▸ **Work instructions**: Skip all pictures, then print the remaining material exactly.

▸ **Record list**:
>> START

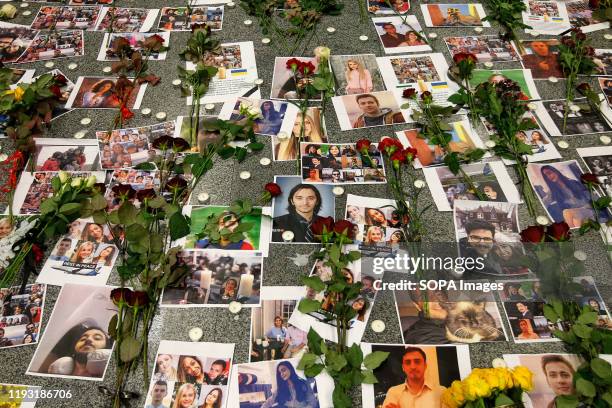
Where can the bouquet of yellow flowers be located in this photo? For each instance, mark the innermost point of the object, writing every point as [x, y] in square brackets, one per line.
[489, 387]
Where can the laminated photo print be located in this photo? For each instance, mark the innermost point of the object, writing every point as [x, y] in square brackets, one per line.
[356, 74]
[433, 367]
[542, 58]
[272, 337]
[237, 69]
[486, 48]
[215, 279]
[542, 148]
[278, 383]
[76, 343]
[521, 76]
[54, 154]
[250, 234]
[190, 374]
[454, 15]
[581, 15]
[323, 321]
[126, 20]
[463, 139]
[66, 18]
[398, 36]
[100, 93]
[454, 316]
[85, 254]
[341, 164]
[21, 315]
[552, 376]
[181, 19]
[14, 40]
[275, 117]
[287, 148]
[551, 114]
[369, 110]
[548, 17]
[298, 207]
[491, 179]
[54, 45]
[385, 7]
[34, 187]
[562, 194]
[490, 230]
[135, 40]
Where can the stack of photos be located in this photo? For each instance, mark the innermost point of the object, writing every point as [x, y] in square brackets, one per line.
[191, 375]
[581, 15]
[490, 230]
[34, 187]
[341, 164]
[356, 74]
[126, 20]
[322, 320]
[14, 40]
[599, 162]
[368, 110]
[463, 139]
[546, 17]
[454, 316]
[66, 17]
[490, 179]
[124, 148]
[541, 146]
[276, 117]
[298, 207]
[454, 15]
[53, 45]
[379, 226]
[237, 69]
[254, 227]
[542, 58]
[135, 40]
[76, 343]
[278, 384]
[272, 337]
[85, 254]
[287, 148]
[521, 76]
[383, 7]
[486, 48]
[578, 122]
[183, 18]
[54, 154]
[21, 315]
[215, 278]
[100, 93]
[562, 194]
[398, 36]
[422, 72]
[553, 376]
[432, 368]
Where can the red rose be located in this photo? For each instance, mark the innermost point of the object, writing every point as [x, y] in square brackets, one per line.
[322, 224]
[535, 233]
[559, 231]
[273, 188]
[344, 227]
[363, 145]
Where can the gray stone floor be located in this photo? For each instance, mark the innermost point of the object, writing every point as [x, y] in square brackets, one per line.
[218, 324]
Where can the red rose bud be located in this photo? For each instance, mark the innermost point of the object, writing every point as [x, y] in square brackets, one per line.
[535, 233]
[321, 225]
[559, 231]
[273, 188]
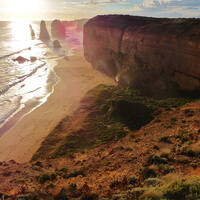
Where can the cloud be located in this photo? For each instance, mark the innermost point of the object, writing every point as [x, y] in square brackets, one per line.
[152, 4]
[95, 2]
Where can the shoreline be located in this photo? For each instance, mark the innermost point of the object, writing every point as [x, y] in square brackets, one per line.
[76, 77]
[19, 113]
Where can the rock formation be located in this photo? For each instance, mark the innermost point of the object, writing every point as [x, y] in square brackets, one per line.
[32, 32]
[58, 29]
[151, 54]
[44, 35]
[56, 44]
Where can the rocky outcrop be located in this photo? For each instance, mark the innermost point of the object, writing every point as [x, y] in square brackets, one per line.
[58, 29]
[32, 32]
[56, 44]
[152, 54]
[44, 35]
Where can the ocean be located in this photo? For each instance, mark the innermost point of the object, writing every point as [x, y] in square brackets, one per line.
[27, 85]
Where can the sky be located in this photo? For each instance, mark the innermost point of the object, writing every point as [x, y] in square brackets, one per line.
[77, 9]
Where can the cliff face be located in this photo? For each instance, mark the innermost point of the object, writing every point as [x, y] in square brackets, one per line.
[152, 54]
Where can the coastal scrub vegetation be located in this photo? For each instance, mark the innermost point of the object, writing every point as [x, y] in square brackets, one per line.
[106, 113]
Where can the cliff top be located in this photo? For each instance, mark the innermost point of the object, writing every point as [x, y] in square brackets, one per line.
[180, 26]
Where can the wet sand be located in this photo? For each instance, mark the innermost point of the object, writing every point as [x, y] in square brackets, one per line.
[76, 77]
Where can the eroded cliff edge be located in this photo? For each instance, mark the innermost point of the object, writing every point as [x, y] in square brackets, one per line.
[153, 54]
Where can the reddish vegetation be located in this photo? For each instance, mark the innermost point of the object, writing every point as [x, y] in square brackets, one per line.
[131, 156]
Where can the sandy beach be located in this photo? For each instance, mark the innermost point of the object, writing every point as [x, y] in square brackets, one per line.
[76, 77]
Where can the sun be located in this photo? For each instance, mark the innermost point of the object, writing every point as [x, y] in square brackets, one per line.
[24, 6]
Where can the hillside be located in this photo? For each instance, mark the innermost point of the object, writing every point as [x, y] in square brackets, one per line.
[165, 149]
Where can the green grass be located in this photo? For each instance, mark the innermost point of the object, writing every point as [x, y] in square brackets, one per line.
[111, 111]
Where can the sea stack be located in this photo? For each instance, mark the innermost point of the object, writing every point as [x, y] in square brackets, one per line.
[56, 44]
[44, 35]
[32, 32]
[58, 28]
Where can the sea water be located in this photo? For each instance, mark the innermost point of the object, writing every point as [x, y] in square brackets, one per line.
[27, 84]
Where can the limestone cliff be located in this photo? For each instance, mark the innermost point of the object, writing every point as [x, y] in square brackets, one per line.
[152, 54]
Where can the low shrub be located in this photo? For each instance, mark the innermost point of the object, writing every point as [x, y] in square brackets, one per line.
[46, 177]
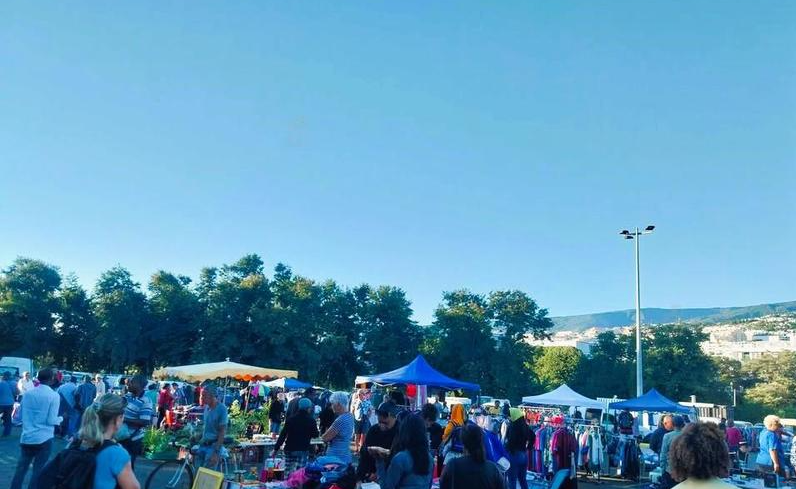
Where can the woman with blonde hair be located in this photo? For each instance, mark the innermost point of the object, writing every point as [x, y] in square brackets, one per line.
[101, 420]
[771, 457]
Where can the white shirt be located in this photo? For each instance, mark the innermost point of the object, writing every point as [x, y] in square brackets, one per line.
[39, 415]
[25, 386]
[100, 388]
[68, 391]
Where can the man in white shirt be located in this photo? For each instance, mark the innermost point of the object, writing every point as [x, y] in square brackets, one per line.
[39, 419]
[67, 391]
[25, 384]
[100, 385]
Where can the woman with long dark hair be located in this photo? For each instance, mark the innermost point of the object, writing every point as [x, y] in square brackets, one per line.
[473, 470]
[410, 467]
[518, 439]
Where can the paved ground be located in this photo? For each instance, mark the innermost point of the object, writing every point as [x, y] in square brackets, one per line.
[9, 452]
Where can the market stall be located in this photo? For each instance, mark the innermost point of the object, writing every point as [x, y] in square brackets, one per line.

>> END

▸ **Problem solution**:
Where can the bouquet of yellow flowers be located in this photo? For each instance, mark the innermost point of the object, writing every point as [x, y] in square brackets, one per line.
[489, 387]
Where can the laminated photo print be located in this photo? For each instance, mark the innermost point of the object, writing every point as [x, y] in square brackets, one per line.
[356, 74]
[433, 367]
[542, 58]
[272, 337]
[237, 69]
[486, 48]
[215, 279]
[542, 148]
[278, 383]
[76, 343]
[521, 76]
[54, 154]
[250, 234]
[190, 374]
[454, 15]
[581, 15]
[323, 321]
[126, 20]
[463, 139]
[66, 18]
[398, 36]
[100, 93]
[454, 316]
[85, 254]
[341, 164]
[21, 315]
[552, 376]
[181, 19]
[14, 40]
[275, 117]
[287, 148]
[551, 114]
[369, 110]
[548, 17]
[298, 207]
[491, 179]
[54, 45]
[385, 7]
[34, 187]
[562, 194]
[490, 230]
[135, 40]
Where can the stack of photos be located in this photo? For each instance, mark the innermost point of the object, writing every point as [x, y] in square brackets, one per line.
[191, 375]
[581, 15]
[490, 230]
[34, 187]
[341, 164]
[356, 74]
[126, 20]
[322, 320]
[14, 40]
[599, 162]
[368, 110]
[463, 139]
[546, 17]
[454, 316]
[66, 17]
[490, 179]
[124, 148]
[541, 146]
[276, 117]
[298, 207]
[454, 15]
[53, 45]
[379, 226]
[237, 69]
[254, 227]
[542, 58]
[135, 40]
[76, 343]
[278, 384]
[272, 337]
[85, 254]
[287, 148]
[521, 76]
[383, 7]
[486, 48]
[578, 122]
[183, 18]
[54, 154]
[21, 315]
[215, 278]
[100, 93]
[562, 194]
[398, 36]
[422, 72]
[553, 376]
[432, 368]
Where can the red rose be located in this photo? For each instance, mark the innermost point of the object, writing every point as [x, y] in square brackets, one per line.
[322, 224]
[535, 233]
[559, 231]
[273, 188]
[344, 227]
[363, 145]
Where can the gray stone floor be located in this photo? For each instance, mark the innermost point of the object, writing every point as [x, y] in square brackets, one per line.
[218, 324]
Where can the red rose bud be located in this photo? For each instance, mark the innermost point of the object, writing every point as [x, y] in square brackets, one per line.
[535, 233]
[321, 225]
[559, 231]
[273, 188]
Where can the cloud be located in this photo? For each instance, mark the innermost point of the object, writing every point as [x, y] in square brackets, one per line.
[152, 4]
[95, 2]
Where can the shoreline be located in this photo? For each instance, mark the innermost point of the object, writing every point as [x, y] in square brackets, one per line.
[76, 77]
[19, 113]
Where can the rock formation be located in this photo? For each instance, mark the innermost point of the object, writing every point as [x, y] in square brackets, one per line.
[32, 32]
[58, 29]
[151, 54]
[44, 35]
[56, 44]
Where can the rocky outcrop be located in this photo? For each instance, mark the innermost point of the object, writing every point as [x, y] in square brackets, one per line.
[58, 29]
[32, 32]
[56, 44]
[152, 54]
[44, 35]
Where can the ocean be located in this photo? For each instance, mark the innermost point of the object, writing every point as [x, y] in square brackets, one per line.
[27, 85]
Where can the sky be located in this photo? For each instance, mark the innermost point of the object, writing every point as [x, y] in square brackets, one per line.
[77, 9]
Where can the cliff face be located in this photo? For each instance, mark the innermost point of the object, writing every point as [x, y] in square brackets, one per line.
[152, 54]
Where can the coastal scrub vegetation be located in this photo? For each instance, mark the innermost point of the object, writing every point as [x, y] in square brackets, one per line.
[106, 113]
Where can the cliff top be located in this photo? For each instance, mark the innermost point of the object, writing every point as [x, y] in square brackets, one per line.
[180, 26]
Where can the wet sand be located in this photo? For each instance, mark the innermost point of the object, writing every point as [x, y] in square brackets, one per line.
[76, 77]
Where can the eroded cliff edge be located in this photo? For each instance, mark the innermost point of the object, writing every point as [x, y] in square brackets, one per line.
[153, 54]
Where can the reddish vegetation be located in this photo? For each instance, mark the innermost point of the object, writing every point as [x, y] in square brackets, one per line.
[131, 156]
Where can the sandy beach be located in this photo? For each instance, mark the innermost point of the object, writing every point as [x, y] in square brackets, one per line.
[76, 77]
Where can the sun be located in this photo? For each instance, mark the innermost point of the object, writing every point as [x, y] in square brackets, one per line.
[24, 6]
Where can the hillside be located in this photo? For each instance, mark the innermost point of the object, writing every point as [x, y] in square brackets, one per line.
[165, 149]
Where can the green grass be located in this photo? For each instance, mark the innermost point of the object, writing every point as [x, y] in square brackets, one per line.
[111, 111]
Where can the sea stack be located in this photo? For each instance, mark the innermost point of the object, writing every point as [x, y] in square brackets, one per line.
[56, 44]
[44, 35]
[32, 32]
[58, 28]
Where can the sea water be located in this photo? For each instance, mark the innermost point of the object, writing every point as [x, y] in square brackets, one per line.
[27, 84]
Where can the limestone cliff be located in this photo? For each instance, mark the innermost point of the object, writing every point as [x, y] in square brackets, one per line.
[152, 54]
Where can the low shrub be located in this photo? For each instance, mark the innermost point of the object, writing every point as [x, y] in square brackets, one per line.
[46, 177]
Where can the woman with blonde hair be located in this photo? For each instance, mark the innermost point of the object, writing every point as [x, y] in square brackets, one per line.
[101, 420]
[771, 457]
Where can the white shirt be located in this photo? For each instance, mark the innermost point of the object, writing every point as [x, y] in square brackets, one per line.
[39, 415]
[25, 386]
[100, 388]
[68, 391]
Where can the man in white shirt be located in this photo? For each instance, mark the innermost point of the object, writing every point as [x, y] in square brackets, one per line.
[39, 419]
[67, 391]
[25, 384]
[100, 385]
Where can the woman with long dark hair be located in this photo? For each instance, mark the innermost point of the object, writing every point as [x, y] in square brackets, one per line.
[473, 470]
[410, 467]
[518, 439]
Where can the paved ground be located in this photo? For each instance, mark the innermost point of the object, writing every point as [x, y] in square brackets, one per line.
[9, 452]
Where can the market stall be located in this photo? For each instance, mark the innermost point of the object, writing every point as [x, y] in square brackets, one per line.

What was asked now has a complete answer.